- [What this task involves]
Your task is to filter the data below down to the lines holding "bounding".

- [Excerpted data]
______________________________

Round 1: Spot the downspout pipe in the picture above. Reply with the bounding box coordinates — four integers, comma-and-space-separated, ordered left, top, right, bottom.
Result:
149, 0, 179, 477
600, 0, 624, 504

______________________________

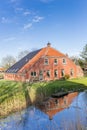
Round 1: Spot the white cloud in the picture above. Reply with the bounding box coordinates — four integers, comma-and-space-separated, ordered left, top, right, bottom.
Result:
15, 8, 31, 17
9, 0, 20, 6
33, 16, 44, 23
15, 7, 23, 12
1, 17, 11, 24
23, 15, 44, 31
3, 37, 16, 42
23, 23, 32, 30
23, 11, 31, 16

______________________________

- [Response to this task]
Round 1: Spot the downspout pipe in the picture above. Reply with the bounding box coordinates — four integers, comma-and-space-separated, ordered left, top, right, bottom.
Round 1: Spot the white cloud in the picture above. Reply with the bounding box coordinates — four integers, comma-and-space-separated, ordered left, top, right, bottom.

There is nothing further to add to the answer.